**PROBLEM DESCRIPTION:** Output the data in full. Keep every entry exactly as written.

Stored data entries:

────────────────────

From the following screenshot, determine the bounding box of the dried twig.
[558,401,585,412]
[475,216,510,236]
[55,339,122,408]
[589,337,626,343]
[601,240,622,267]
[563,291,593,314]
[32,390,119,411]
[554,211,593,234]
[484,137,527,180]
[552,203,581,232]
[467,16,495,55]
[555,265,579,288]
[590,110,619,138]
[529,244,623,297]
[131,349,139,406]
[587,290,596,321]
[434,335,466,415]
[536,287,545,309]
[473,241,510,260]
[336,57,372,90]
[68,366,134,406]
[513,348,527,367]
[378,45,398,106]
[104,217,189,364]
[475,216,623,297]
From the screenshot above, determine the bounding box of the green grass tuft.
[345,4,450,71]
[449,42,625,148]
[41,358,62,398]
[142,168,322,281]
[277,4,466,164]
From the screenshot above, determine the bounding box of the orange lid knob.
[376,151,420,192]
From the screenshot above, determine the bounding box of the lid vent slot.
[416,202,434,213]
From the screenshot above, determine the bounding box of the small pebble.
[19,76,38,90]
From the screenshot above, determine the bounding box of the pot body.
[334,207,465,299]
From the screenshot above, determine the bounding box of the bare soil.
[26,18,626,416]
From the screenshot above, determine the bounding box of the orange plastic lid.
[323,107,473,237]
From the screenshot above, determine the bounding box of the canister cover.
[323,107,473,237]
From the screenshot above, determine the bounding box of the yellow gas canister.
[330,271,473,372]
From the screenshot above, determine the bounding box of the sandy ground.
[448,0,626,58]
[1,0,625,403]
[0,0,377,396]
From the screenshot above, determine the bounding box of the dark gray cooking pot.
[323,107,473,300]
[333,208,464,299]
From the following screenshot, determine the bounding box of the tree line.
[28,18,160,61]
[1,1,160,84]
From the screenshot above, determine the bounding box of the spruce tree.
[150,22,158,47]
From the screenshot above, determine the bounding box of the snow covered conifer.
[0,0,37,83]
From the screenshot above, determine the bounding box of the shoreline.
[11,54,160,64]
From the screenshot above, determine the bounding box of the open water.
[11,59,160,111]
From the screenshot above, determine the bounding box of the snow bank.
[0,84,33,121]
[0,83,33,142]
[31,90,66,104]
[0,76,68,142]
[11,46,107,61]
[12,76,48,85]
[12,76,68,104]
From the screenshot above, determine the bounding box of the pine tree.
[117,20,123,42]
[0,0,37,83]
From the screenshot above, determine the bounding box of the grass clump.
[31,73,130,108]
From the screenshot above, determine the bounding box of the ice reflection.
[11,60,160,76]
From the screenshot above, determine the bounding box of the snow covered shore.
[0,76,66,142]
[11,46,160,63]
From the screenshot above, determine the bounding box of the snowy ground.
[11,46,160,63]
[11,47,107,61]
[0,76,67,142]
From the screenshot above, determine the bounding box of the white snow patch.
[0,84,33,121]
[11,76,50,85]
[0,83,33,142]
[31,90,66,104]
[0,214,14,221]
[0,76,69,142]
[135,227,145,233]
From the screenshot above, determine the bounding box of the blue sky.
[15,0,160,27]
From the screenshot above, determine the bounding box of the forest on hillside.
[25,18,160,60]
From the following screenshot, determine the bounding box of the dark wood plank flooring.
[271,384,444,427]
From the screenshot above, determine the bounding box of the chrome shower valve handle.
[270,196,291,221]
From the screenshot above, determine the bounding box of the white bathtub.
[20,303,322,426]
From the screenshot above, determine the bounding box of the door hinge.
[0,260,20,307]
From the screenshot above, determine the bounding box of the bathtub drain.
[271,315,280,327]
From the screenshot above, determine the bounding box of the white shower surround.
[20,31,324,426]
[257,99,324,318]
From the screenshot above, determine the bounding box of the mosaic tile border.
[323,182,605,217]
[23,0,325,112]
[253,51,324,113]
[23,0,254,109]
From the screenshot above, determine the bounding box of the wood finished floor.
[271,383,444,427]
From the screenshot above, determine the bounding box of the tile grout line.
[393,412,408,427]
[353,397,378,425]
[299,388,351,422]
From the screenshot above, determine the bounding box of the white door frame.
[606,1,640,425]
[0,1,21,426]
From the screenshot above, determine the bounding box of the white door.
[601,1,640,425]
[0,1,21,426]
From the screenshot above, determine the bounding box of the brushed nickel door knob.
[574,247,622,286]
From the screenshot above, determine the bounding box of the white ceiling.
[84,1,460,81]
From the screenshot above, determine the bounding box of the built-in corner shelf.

────────────────────

**TASK SOLUTION:**
From the following screenshot, determine the bounding box of the dried twig.
[558,401,585,412]
[475,216,510,236]
[55,339,122,408]
[589,337,626,343]
[601,240,622,267]
[563,291,593,314]
[32,390,119,411]
[554,211,593,234]
[484,137,527,180]
[552,203,581,232]
[467,16,495,55]
[555,265,579,288]
[590,110,619,138]
[529,244,623,297]
[131,349,139,406]
[587,290,596,321]
[434,335,466,415]
[536,287,545,309]
[473,241,510,260]
[336,57,372,90]
[68,366,134,406]
[513,348,527,367]
[378,45,398,106]
[104,217,189,364]
[475,216,623,297]
From the screenshot above, determine the bounding box of the green grass tuft.
[345,4,450,71]
[449,42,625,148]
[41,358,62,398]
[142,168,322,281]
[277,4,466,164]
From the screenshot above, determine the bounding box of the orange lid knob.
[376,151,420,192]
From the screenshot above, determine the bounding box of the lid vent slot.
[416,202,434,213]
From the screenshot above, determine the bounding box of the small pebble.
[19,76,38,90]
From the screenshot above, determine the bounding box of the pot body.
[334,207,465,299]
From the screenshot above, determine the bounding box of the bare soil.
[26,18,626,416]
From the screenshot above, determine the bounding box of the orange plastic lid.
[323,107,473,237]
From the screenshot above, determine the bounding box of the canister cover.
[323,107,473,237]
From the screenshot above, determine the bounding box of the yellow gas canister.
[330,271,473,372]
From the screenshot above, determine the bounding box of the sandy ground.
[448,0,626,58]
[1,0,625,403]
[0,0,377,396]
From the screenshot above, determine the bounding box of the dark gray cooking pot.
[323,107,473,300]
[333,208,464,299]
From the following screenshot, determine the bounding box of the tree line.
[28,18,160,61]
[1,1,160,84]
From the screenshot above, determine the bounding box of the spruce tree.
[150,22,158,47]
From the screenshot above, determine the bounding box of the snow covered conifer.
[0,0,37,83]
From the screenshot above, determine the bounding box of the shoreline.
[11,54,160,64]
From the screenshot above, determine the bounding box of the open water.
[11,59,160,111]
From the screenshot above, determine the bounding box of the snow bank.
[0,84,33,121]
[0,83,33,142]
[31,90,66,104]
[0,76,68,142]
[11,46,107,61]
[12,76,48,85]
[12,76,68,104]
From the screenshot above, determine the bounding box of the pine tree.
[117,20,123,42]
[0,0,37,83]
From the screenshot above, determine the bounding box of the grass clump.
[31,73,130,108]
From the screenshot above, determine the bounding box of the ice reflection.
[11,60,160,76]
From the screenshot above, determine the bounding box of the snow covered shore.
[0,76,66,142]
[11,46,160,63]
From the screenshot above, determine the bounding box of the snowy ground.
[11,46,160,63]
[11,47,107,61]
[0,76,67,142]
From the screenshot above, determine the bounding box of the white snow patch.
[0,84,33,121]
[11,76,50,85]
[0,83,33,142]
[31,90,66,104]
[0,214,14,221]
[0,76,69,142]
[135,227,145,233]
From the screenshot above, determine the bounding box of the blue sky.
[15,0,160,27]
From the screenshot above, determine the bounding box of the forest on hillside.
[25,18,160,60]
From the following screenshot, determine the bounding box of the dark wood plank flooring.
[271,384,444,427]
From the screenshot above, determine the bounding box of the chrome shower valve handle.
[270,196,291,221]
From the screenshot above, determine the bounding box of the white bathtub.
[20,303,322,426]
From the screenshot above, determine the bounding box of the door hinge.
[0,260,20,307]
From the screenshot above, determine the bounding box of the bathtub drain.
[271,315,280,327]
From the screenshot above, determine the bounding box of the white shower surround.
[20,31,324,426]
[257,99,324,318]
From the screenshot above, determine the bounding box of the mosaic tile border.
[323,182,605,217]
[23,0,325,112]
[253,51,324,113]
[23,0,254,109]
From the screenshot above, determine the bounding box of the wood finished floor.
[271,383,444,427]
From the screenshot above, determine the bounding box of the tile grout line.
[393,412,408,427]
[353,397,378,425]
[299,388,351,422]
From the screenshot above, determine the bounding box of the white door frame.
[606,1,640,425]
[0,1,21,426]
From the screenshot above, determine the bounding box of the white door.
[601,1,640,425]
[0,1,21,426]
From the screenshot above, determine the bounding box of the brushed nickel door knob.
[574,247,622,286]
From the screenshot above, determine the bounding box of the white ceiling.
[84,1,460,81]
From the screenshot above, determine the bounding box of the built-in corner shelf.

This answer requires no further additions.